[Records for identifying positions]
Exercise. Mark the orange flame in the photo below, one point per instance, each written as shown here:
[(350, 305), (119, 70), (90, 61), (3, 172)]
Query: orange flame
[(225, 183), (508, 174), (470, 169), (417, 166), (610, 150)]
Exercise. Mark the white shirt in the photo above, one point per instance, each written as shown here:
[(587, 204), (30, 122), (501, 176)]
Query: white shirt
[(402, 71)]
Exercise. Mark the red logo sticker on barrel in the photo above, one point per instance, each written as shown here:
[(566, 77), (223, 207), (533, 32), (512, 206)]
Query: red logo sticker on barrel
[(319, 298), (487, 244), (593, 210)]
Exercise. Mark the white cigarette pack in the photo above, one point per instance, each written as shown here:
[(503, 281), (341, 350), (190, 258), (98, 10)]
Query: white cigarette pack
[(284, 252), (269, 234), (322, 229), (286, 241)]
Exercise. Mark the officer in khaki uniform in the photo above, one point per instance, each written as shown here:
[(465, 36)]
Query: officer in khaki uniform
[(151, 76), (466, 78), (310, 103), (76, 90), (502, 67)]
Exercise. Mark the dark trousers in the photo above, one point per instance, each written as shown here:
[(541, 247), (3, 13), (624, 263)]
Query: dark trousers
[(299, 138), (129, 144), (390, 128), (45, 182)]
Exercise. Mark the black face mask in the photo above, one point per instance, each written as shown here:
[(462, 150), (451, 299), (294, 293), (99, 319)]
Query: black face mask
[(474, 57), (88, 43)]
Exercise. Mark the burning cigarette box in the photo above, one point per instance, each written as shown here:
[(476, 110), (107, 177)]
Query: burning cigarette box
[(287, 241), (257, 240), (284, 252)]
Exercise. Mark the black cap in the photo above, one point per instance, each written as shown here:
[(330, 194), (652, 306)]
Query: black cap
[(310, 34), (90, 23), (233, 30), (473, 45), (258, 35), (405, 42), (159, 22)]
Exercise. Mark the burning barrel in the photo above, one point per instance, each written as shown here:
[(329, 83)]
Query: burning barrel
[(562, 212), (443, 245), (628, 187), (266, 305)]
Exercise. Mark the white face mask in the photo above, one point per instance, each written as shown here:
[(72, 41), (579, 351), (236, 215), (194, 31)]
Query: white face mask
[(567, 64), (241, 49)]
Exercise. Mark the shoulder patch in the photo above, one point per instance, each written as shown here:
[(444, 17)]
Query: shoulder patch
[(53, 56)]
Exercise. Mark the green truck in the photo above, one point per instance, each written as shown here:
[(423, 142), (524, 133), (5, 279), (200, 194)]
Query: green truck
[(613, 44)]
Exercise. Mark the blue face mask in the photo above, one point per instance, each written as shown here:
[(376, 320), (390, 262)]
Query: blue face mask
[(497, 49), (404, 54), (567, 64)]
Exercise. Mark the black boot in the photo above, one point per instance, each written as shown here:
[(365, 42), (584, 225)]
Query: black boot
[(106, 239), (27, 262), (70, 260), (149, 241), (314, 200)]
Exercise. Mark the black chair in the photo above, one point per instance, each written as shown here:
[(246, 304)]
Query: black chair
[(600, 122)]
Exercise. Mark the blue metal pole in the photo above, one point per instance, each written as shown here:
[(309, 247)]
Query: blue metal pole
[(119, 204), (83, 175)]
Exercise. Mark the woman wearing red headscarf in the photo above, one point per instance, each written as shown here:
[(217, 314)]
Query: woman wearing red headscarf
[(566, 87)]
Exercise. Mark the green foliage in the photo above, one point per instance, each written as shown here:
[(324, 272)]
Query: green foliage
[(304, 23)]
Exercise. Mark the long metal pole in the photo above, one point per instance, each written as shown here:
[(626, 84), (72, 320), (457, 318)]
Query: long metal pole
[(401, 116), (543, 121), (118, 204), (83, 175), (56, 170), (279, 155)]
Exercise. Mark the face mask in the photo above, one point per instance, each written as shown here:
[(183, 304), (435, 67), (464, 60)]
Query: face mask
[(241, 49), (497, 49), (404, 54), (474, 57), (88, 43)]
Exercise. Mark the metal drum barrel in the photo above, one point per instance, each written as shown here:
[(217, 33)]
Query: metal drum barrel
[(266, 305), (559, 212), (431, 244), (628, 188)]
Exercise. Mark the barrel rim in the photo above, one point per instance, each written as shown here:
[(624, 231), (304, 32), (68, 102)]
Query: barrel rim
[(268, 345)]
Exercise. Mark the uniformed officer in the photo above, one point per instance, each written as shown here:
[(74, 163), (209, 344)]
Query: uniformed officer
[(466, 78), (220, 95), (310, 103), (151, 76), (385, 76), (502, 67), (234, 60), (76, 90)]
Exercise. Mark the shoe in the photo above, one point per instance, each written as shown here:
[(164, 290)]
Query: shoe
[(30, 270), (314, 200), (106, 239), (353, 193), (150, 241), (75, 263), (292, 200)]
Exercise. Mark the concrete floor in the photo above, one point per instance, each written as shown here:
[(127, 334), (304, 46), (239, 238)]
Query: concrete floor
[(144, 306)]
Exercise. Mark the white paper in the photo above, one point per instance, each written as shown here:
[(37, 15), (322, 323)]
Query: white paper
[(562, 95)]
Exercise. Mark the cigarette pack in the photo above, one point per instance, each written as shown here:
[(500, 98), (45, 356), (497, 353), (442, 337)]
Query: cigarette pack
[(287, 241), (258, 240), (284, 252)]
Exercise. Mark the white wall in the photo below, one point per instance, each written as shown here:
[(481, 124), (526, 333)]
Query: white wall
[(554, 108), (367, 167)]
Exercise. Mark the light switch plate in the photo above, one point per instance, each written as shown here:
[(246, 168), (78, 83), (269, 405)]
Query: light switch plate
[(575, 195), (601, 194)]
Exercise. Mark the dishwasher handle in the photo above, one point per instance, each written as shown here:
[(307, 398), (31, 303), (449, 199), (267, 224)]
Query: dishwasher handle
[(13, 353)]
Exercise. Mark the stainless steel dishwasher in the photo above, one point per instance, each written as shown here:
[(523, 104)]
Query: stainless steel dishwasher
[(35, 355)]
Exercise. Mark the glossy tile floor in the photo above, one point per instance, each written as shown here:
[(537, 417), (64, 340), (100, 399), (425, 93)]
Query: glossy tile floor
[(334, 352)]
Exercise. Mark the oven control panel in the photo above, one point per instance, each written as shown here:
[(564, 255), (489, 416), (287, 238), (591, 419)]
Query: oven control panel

Task objective
Render the records from the line containing "Exercise. Mark the white paper" through the line containing "[(287, 241), (258, 240), (284, 252)]" as a Markdown table with the columns Row and Line. Number each line in Row, and leave out any blank lines.

Exercise result
| Row | Line |
|---|---|
| 1 | Exercise. Mark the white paper in the photo above, one point per instance, each written as shown here: |
| 2 | [(37, 15), (322, 323)] |
| 3 | Query: white paper |
| 4 | [(562, 95)] |
| 5 | Exercise. Mark the cigarette pack in the photo above, one point per instance, each written as shown here: |
| 6 | [(500, 98), (45, 356), (497, 353), (442, 337)] |
| 7 | Query: cigarette pack |
| 8 | [(287, 241), (258, 240), (284, 252)] |